■ TASK PROMPT
The task calls for each record to be given again exactly.

■ DATASET
________

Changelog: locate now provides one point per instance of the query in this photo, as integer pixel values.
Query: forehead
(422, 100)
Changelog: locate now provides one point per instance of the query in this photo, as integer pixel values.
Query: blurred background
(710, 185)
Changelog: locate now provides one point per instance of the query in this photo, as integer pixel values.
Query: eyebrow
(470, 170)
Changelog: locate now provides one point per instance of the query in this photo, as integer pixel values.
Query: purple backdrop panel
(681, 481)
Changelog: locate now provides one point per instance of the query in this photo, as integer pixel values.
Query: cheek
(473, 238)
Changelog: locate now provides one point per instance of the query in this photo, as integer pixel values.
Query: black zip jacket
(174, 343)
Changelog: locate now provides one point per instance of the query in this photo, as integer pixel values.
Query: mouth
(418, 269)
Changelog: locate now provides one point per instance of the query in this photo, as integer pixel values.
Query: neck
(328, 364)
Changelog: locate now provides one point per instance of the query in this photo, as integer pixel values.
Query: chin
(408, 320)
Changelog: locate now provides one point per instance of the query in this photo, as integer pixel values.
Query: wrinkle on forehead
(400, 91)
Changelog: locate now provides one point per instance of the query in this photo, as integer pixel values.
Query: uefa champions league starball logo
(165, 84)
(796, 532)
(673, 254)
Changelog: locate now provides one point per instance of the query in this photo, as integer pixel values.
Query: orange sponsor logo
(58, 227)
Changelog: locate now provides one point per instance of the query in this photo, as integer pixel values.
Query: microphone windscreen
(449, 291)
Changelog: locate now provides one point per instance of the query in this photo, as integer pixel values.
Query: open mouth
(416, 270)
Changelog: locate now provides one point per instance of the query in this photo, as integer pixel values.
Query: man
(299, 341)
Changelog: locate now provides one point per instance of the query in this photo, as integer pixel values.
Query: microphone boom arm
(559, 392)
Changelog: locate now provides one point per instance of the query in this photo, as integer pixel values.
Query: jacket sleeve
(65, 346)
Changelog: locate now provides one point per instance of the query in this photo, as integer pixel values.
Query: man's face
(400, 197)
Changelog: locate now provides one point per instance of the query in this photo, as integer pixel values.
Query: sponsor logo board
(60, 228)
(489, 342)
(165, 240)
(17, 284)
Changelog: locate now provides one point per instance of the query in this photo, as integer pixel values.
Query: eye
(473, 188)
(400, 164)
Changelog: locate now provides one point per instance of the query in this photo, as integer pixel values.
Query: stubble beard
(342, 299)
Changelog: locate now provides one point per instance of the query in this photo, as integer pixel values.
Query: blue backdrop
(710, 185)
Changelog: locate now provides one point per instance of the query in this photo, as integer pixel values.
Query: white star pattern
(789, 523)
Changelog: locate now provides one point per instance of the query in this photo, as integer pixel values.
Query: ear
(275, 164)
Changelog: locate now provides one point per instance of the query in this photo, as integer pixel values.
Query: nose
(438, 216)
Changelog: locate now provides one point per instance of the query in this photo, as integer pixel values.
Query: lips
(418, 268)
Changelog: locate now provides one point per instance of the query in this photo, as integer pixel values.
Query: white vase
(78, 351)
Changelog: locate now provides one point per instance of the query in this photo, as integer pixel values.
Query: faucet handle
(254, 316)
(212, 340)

________

■ SOLUTION FOR THIS TASK
Changelog: locate now provides one point per instance of the query in this photo, as integer pixel values.
Query: forehead
(422, 100)
Changelog: locate now provides one point per instance of the query in this photo, as integer pixel values.
Query: blurred background
(710, 185)
Changelog: locate now provides one point per instance of the query in this photo, as integer pixel values.
Query: eyebrow
(470, 170)
Changelog: locate now provides one point per instance of the query in this photo, as integer pixel values.
Query: purple backdrop panel
(681, 481)
Changelog: locate now provides one point per instance of the query in this photo, as integer pixel values.
Query: cheek
(473, 238)
Changelog: locate now provides one point per instance of the query in this photo, as integer pixel values.
Query: black zip jacket
(174, 343)
Changelog: locate now provides one point per instance of the query in this photo, as integer pixel values.
Query: mouth
(418, 269)
Changelog: locate now provides one point per instance of the query in this photo, as integer pixel values.
Query: neck
(328, 364)
Changelog: locate now provides one point per instance of the query in this photo, as integer pixel values.
Query: chin
(408, 320)
Changelog: locate now provides one point per instance of the query in this photo, as integer pixel values.
Query: wrinkle on forehead
(400, 91)
Changelog: locate now provides one point per instance of the query in this photo, as integer pixel values.
Query: uefa champions league starball logo
(165, 84)
(796, 532)
(673, 254)
Changelog: locate now provides one point per instance of the query in this photo, as integer pixel values.
Query: orange sponsor logo
(58, 227)
Changelog: locate now provides one point per instance of the query in this photo, as integer pixel values.
Query: microphone windscreen
(449, 291)
Changelog: locate now provides one point per instance of the query in this photo, as integer pixel values.
Query: open mouth
(416, 270)
Changelog: locate now provides one point per instance of the query in this photo, as integer pixel values.
Query: man
(299, 341)
Changelog: locate now provides one point per instance of the query in this photo, as integer pixel values.
Query: microphone boom arm
(559, 392)
Changelog: locate now provides one point per instance of the query in this photo, as integer pixel values.
Query: jacket sleeve
(65, 346)
Changelog: locate now provides one point per instance of the query in this photo, as integer pixel values.
Query: man's face
(400, 197)
Changelog: locate now provides one point per instance of the query in this photo, as integer pixel values.
Query: sponsor logo board
(60, 228)
(489, 342)
(165, 240)
(17, 284)
Changelog: locate now provides one point per instance of the query in this photo, as integer pixel values.
Query: eye
(473, 188)
(400, 164)
Changelog: locate now provides one point per instance of the query in this photo, as integer pixel values.
Query: stubble beard
(342, 299)
Changelog: locate now provides one point per instance of the query in this photo, as integer pixel values.
Query: blue backdrop
(710, 185)
Changelog: locate now provides one point per instance of the query in this photo, as integer pixel values.
Query: white star pattern
(789, 523)
Changelog: locate now provides one point per instance of the query in this photo, as integer pixel values.
Query: ear
(275, 164)
Changelog: locate now provides one point per instance of the query in this photo, as integer pixel values.
Query: nose
(438, 216)
Changelog: locate now provides one point per instance of the query in this photo, as integer pixel values.
Query: lips
(418, 268)
Changelog: locate now provides one point per instance of the query in this photo, as integer pixel values.
Query: white vase
(78, 351)
Changelog: locate now provides one point per instance of the query in this photo, as integer pixel values.
Query: faucet handle
(254, 316)
(212, 340)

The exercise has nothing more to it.